### EXTRAIT SOURCE
------

Un point particulièrement problématique est le fait que le consommateur n’est pas renseigné sur la nature « particulière » ou « élargie » du terroir dont il trouve le nom sur l’étiquette, la précision correspondante (Einzellage ou Großlage) n’étant pas autorisée. Dans ce cas, l’intérêt du consommateur (qui veut boire du vin provenant d’une certaine commune) devrait coïncider avec l’intérêt de ceux qui veulent promouvoir un terroir particulier et souligner que leur vignoble est vraiment authentique. En face, on trouve les intérêts de ceux qui distribuent le vin sous le nom d’un « terroir élargi » et qui voudraient ainsi donner un nom prestigieux, mais usurpé à leur marchandise. Ce groupe est potentiellement plus important, car il n’y a pas de limite maximale à la surface d’un terroir particulier ou élargi (un « terroir élargi » peut théoriquement englober une région viticole toute entière – on est objectivement très loin de la traduction « lieu-dit » du règlement européen concerné), alors qu’il existe une limite minimale de 5 hectares destinée à réduire le nombre de terroirs possibles. L’inscription des terroirs dans le registre officiel des vignobles fait partie des compétences des Länder qui peuvent interpréter à leur guise l’exigence d’uniformité contenue dans la loi nationale et qui font preuve d’une grande réceptivité à l’égard des souhaits des acteurs économiques importants de leur région. La différence entre « Lage », « lieu-dit » et « small locality »[15], et le flou qui règne en absence d’une définition de la superficie maximale par les instances européennes illustrent également la marge de manœuvre des Etats-membres de l’UE.

------

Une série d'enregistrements
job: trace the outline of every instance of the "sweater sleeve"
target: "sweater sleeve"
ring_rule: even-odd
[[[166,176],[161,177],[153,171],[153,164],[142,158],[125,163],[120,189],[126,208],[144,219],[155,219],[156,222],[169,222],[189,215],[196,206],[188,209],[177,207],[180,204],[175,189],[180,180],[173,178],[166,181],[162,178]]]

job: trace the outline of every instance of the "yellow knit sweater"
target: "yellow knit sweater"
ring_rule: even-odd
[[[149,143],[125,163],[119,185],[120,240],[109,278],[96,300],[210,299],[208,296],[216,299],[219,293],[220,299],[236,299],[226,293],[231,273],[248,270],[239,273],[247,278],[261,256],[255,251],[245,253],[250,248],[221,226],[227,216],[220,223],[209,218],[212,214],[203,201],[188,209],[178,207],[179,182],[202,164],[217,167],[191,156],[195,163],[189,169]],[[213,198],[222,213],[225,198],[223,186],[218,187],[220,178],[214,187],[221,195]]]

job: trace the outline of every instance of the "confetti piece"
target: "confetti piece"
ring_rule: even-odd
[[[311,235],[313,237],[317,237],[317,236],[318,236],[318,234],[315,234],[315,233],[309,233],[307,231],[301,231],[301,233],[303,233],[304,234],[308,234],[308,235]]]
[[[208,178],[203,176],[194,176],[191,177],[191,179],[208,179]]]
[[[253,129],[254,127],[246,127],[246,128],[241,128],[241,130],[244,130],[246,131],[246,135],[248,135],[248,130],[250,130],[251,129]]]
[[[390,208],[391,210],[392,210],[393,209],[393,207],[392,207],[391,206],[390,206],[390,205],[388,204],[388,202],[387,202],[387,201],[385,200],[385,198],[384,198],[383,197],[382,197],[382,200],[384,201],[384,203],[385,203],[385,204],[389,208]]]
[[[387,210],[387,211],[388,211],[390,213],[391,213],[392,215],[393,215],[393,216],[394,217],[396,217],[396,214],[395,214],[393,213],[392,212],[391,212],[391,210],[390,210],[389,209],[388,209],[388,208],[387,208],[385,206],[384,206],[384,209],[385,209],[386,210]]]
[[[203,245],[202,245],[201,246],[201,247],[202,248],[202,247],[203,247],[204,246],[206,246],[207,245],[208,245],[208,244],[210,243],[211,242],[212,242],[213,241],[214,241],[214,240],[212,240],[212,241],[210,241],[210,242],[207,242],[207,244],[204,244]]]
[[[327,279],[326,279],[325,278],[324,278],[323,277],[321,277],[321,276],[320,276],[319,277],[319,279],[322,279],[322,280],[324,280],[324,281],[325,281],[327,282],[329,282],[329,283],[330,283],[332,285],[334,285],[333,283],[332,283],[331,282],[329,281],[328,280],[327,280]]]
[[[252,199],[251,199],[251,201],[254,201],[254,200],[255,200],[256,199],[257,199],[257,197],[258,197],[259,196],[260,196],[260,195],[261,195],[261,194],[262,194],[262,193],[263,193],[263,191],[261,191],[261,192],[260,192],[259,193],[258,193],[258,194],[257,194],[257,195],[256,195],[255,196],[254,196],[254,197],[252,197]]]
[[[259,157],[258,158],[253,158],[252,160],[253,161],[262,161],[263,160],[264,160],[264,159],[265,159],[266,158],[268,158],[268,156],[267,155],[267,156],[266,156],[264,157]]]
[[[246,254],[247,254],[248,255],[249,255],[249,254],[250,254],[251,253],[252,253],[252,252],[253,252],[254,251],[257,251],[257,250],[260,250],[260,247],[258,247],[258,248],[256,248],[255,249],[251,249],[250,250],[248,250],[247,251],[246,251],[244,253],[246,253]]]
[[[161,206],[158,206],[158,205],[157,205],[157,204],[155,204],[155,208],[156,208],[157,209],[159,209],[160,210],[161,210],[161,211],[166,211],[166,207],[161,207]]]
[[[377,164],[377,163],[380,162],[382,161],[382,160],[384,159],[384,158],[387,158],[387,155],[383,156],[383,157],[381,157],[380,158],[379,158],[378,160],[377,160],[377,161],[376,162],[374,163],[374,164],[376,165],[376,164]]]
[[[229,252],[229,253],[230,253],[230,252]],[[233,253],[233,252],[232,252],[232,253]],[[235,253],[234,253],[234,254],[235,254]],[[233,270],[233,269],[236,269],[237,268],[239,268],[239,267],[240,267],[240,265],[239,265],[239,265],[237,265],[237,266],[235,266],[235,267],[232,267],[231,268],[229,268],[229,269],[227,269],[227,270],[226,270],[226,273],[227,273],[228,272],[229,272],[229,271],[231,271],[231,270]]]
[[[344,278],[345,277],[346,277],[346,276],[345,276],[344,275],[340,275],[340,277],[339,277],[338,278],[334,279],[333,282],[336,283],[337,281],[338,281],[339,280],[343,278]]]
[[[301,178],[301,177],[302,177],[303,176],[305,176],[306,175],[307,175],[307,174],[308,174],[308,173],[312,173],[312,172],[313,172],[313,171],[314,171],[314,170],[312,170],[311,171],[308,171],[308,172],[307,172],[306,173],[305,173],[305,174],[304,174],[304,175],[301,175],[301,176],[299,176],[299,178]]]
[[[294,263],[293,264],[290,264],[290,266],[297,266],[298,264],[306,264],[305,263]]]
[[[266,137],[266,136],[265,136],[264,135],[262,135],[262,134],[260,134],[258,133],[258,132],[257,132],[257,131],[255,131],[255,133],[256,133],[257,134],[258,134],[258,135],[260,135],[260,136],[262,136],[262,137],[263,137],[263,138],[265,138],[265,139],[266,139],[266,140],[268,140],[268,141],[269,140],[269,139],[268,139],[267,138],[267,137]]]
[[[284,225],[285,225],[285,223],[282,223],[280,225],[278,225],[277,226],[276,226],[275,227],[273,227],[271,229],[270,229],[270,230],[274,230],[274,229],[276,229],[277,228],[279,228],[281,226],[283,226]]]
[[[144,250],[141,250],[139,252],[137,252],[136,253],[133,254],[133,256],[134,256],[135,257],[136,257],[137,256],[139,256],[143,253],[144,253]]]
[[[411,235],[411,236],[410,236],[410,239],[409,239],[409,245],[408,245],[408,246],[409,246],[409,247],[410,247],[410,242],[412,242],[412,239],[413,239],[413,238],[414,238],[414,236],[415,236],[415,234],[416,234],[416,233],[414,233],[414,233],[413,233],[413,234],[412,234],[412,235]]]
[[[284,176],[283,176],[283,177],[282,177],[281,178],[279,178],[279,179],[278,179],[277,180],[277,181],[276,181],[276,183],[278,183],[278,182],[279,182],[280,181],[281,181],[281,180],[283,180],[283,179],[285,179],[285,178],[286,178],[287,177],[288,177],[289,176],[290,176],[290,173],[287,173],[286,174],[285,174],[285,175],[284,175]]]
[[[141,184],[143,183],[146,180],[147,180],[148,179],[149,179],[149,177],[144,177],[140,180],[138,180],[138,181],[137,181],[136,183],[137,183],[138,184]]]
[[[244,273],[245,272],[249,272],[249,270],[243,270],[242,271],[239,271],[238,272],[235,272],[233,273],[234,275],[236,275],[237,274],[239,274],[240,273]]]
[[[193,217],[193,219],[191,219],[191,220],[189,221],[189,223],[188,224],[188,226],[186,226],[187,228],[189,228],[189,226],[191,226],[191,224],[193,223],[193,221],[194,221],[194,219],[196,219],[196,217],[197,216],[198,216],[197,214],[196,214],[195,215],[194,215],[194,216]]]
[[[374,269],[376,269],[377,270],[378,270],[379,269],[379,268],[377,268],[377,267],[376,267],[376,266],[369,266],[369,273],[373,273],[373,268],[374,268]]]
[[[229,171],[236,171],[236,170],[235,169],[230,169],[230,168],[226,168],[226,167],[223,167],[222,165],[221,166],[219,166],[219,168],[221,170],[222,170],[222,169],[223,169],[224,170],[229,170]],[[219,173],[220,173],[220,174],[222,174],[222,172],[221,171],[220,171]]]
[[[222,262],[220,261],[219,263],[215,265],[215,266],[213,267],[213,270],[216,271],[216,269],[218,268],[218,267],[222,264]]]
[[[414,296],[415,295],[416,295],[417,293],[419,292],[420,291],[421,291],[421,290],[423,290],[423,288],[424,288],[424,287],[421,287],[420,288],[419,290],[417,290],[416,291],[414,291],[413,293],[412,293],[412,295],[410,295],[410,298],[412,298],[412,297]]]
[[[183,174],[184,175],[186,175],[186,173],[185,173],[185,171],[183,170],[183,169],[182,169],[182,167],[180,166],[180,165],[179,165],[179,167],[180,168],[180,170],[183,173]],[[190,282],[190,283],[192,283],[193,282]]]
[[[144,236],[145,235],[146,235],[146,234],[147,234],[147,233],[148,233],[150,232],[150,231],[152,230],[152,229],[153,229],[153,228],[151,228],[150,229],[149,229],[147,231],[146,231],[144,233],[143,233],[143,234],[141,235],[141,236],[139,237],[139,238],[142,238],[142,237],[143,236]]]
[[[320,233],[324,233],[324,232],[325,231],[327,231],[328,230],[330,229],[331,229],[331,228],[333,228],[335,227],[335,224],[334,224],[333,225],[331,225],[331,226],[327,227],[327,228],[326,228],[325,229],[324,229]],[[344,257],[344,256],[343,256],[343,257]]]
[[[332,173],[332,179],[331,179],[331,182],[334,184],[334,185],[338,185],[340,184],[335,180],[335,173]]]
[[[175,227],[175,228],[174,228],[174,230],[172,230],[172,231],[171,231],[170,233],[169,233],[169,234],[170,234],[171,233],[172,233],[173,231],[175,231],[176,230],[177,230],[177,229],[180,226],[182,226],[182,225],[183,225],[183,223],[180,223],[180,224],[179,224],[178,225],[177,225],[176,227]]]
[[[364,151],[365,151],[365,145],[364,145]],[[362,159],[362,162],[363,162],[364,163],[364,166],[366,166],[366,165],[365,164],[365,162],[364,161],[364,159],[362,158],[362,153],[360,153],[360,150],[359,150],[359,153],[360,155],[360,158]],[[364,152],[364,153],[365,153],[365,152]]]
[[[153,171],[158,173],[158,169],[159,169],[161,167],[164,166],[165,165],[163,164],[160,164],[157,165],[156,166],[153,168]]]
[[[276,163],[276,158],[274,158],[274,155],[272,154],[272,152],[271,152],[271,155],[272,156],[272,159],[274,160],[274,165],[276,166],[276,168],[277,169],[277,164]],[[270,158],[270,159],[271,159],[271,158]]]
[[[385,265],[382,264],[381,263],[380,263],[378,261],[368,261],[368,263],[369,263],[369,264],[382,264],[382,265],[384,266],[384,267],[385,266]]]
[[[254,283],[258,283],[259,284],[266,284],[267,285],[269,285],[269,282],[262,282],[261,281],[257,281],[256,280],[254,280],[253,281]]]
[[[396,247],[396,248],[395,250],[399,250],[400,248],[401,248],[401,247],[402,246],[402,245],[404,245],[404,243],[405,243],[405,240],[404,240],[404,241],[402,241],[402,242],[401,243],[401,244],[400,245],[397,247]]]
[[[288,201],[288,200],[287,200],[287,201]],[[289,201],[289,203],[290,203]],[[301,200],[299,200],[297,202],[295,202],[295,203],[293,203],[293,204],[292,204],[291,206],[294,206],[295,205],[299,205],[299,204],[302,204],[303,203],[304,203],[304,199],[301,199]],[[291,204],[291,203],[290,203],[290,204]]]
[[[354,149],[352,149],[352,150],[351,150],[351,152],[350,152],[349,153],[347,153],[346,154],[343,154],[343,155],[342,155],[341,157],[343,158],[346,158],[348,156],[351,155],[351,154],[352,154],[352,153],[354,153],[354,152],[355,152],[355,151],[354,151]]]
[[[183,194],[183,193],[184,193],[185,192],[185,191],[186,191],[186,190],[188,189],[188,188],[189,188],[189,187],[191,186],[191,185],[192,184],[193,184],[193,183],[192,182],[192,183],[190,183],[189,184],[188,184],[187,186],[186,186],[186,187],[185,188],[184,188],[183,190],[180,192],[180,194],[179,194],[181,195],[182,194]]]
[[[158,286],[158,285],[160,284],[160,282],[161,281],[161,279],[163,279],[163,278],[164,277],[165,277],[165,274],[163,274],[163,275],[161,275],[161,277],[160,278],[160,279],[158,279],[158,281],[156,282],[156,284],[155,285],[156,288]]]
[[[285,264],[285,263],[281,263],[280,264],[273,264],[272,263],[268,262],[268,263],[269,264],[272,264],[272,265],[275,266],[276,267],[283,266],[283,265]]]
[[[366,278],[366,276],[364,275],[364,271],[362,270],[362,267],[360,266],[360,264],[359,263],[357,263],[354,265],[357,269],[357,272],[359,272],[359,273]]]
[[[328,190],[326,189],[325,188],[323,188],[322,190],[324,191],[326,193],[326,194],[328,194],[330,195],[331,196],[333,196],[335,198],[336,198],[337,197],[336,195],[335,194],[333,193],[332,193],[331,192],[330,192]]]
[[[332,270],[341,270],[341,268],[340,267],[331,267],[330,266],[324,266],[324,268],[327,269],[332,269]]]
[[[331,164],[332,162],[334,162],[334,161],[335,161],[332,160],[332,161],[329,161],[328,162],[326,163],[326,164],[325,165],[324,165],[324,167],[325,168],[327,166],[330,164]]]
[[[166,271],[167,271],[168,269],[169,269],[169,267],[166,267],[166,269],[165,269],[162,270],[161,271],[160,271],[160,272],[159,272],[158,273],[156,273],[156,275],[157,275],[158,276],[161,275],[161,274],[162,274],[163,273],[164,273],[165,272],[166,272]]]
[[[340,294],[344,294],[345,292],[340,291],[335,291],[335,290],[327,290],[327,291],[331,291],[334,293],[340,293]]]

------

### EXERCICE COURT 1
Relevez tous les mots allemands qui figurent dans l'extrait sur les terroirs viticoles.
### EXERCICE COURT 2
D'après l'extrait sur les terroirs viticoles, quelle est la superficie minimale d'un terroir ?
### EXERCICE COURT 3
Donnez la suite de l'extrait sur les terroirs viticoles après sa dernière phrase.
Vous pouvez vous passer du matériel.

### BONNE RÉPONSE 1
Einzellage, Großlage, Länder, Lage

### BONNE RÉPONSE 2
Elle est de 5 hectares.

### BONNE RÉPONSE 3
Cette opposition des intérêts des consommateurs à ceux des producteurs et distributeurs peut être affinée en tenant compte des besoins de la commercialisation : pour être référencé par les acteurs de la grande distribution, un article doit d’abord être disponible dans une certaine quantité. Comme les vins des « terroirs élargis » correspondent mieux à ce critère, ils ont plus de chances à entrer dans ces circuits qui permettent d’écouler plus de produits. On peut alors argumenter que la pratique des « terroirs élargis » correspond également aux intérêts des clients, qui veulent acheter des vins authentiques, suffisamment homogènes pour être conforme à leurs attentes en matière de goût, sans dépenser des fortunes (les vins des meilleurs terroirs allemands atteignent des prix comparables aux meilleurs crus bordelais). Or, c’est justement une particularité des vins produits en Allemagne, aux limites du possible en matière de viticulture, que seules quelques surfaces donnent vraiment des vins d’exception. En associant les noms de ces terroirs à des produits destinés à une consommation plus large, les distributeurs font boire aux clients un vin moins authentique qu’il n’y paraît. En plus, ils risquent de ternir la réputation des meilleurs vignobles ce qui peut rendre leur exploitation plus difficile, limitant finalement le choix du consommateur et réduisant à la longue le bénéfice que l’on peut retirer de l’utilisation de l’indication de provenance.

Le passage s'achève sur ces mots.